◆ **TEKS BACAAN**
● ● ●

Diskusikan Aturan Intelijen di Indonesia oleh Prodi HI UKI Bersama DPR RI
Undang-Undang No.17/2011 mencantumkan bahwa intelijen negara memiliki peran untuk melakukan kegiatan, upaya, dan tindakan deteksi dini serta peringatan dini dalam rangka pencegahan, penangkalan, dan penanggulangan terhadap setiap ancaman yang timbul dan mengancam kepentingan serta keamanan nasional.
Hal ini disampaikan oleh Anggota Komisi I DPR RI, Mayor Jenderal TNI (Purn.) Dr. H. Tubagus Hasanuddin, S.E.,M.M., M.Si, dalam Diskusi Kelompok Terfokus (FGD) “Aturan Tambahan dalam Spionase: Jejaring Atau Kuasa, Sebuah Diskursus” yang diselenggarakan oleh Program Studi Hubungan Internasional Fakultas Ilmu Sosial dan Ilmu Politik (Fisipol) Universitas Kristen Indonesia (UKI) bersama dengan Departemen HI UI, di Ruang Executive FEB Gedung AB UKI (11/06).
“Jadi peran intelijen negara adalah melakukan kegiatan deteksi dan peringatan secara dini atas ancaman kepentingan dan keamanan nasional,” ujar Tubagus Hasanuddin.
Menurut Tubagus, Undang-Undang Intelijen mengatur kegiatan intelijen, namun yang terpenting adalah kebutuhan untuk moralitas agar aktivitas intelijen tidak disalahgunakan untuk kepentingan lain.
Teknologi alat penyadap telah berkembang pesat dalam beberapa tahun terakhir, memungkinkan pengawasan yang lebih efektif dan invasif. Alat-alat ini sering digunakan untuk memantau komunikasi digital, termasuk pesan teks, panggilan telepon, dan aktivitas online lainnya. Meskipun teknologi ini dapat digunakan untuk tujuan keamanan yang sah, laporan Amnesty International menyoroti bagaimana alat ini sering disalahgunakan.
Lebih lanjut, Tubagus Hasanuddin menjelaskan bahwa hal yang membingungkan dalam Undang-Undang Intelijen negara adalah tentang penyadapan. “Ada tujuan yang baik dari penyadapan asalkan hak asasi manusia tetap dilindungi,” katanya.
Profesor Ilmu Keamanan Internasional Fisipol UKI, Prof. Angel Damayanti, Ph.D, menyoroti aturan tentang penyadapan yang tercantum dalam Rancangan Undang-Undang Nomor 2 Tahun 2002 tentang Kepolisian Negara Republik Indonesia.
“Hal terpenting adalah aturan penyadapan atau dalam spionase harus mengutamakan keamanan dan hak asasi manusia. Aparat penegak hukum harus mengatur penyadapan untuk menjaga keamanan negara dari ancaman. Oleh karena itu, perlu kebijakan pemerintah agar peraturan spionase atau intelijen tidak merampas kebebasan individu,” jelas Prof. Angel Damayanti.

● ● ●

◆ **DATA YANG DISEDIAKAN**
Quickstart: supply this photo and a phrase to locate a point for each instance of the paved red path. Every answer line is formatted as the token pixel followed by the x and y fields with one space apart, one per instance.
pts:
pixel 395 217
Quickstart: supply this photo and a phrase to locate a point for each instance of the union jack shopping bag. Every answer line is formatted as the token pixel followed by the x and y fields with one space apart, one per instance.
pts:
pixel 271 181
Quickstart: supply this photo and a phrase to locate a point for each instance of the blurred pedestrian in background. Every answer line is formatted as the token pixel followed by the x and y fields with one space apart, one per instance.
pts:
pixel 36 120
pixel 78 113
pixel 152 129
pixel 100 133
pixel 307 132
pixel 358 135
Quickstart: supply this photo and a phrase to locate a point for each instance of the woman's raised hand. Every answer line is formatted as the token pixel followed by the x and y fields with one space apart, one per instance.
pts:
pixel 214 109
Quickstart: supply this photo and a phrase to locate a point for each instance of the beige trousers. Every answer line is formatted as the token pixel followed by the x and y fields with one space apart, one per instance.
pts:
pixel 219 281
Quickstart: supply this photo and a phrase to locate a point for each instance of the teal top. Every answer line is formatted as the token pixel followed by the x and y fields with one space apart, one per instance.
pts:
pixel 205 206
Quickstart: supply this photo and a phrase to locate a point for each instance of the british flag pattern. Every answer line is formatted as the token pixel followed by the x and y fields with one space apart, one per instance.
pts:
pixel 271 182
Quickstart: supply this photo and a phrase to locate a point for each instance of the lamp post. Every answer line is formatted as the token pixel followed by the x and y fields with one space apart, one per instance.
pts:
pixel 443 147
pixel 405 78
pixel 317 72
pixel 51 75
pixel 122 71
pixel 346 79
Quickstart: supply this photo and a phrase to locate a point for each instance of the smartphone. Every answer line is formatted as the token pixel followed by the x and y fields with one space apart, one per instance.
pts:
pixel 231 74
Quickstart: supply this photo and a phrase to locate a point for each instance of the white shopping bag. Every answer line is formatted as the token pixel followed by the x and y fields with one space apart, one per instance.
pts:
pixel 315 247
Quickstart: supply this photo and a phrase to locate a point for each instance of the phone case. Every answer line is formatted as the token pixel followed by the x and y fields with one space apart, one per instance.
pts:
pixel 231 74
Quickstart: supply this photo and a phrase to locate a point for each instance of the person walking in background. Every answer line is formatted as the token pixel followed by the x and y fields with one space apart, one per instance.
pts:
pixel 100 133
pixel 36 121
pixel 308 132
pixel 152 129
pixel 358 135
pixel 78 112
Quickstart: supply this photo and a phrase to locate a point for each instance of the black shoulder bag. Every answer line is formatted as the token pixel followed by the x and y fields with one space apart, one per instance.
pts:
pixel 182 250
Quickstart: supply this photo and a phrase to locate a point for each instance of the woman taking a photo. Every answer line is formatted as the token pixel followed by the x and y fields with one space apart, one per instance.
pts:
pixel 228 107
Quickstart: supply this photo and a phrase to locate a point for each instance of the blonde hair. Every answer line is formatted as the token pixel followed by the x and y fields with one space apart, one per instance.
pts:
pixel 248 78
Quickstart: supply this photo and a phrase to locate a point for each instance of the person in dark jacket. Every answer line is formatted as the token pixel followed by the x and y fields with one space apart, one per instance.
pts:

● ● ●

◆ **TUGAS ANDA**
Jawablah pertanyaan berikut berdasarkan teks tentang diskusi aturan intelijen di UKI.
(a) Menurut Undang-Undang No.17/2011, apa peran intelijen negara?
(b) Di ruang mana Diskusi Kelompok Terfokus tersebut diselenggarakan?
(c) Aturan penyadapan dalam rancangan undang-undang apa yang disoroti oleh Prof. Angel Damayanti?

◆ **HASIL PENGERJAAN**
(a) Intelijen negara berperan melakukan kegiatan, upaya, dan tindakan deteksi dini serta peringatan dini dalam rangka pencegahan, penangkalan, dan penanggulangan terhadap setiap ancaman yang timbul dan mengancam kepentingan serta keamanan nasional.
(b) Di Ruang Executive FEB Gedung AB UKI.
(c) Rancangan Undang-Undang Nomor 2 Tahun 2002 tentang Kepolisian Negara Republik Indonesia.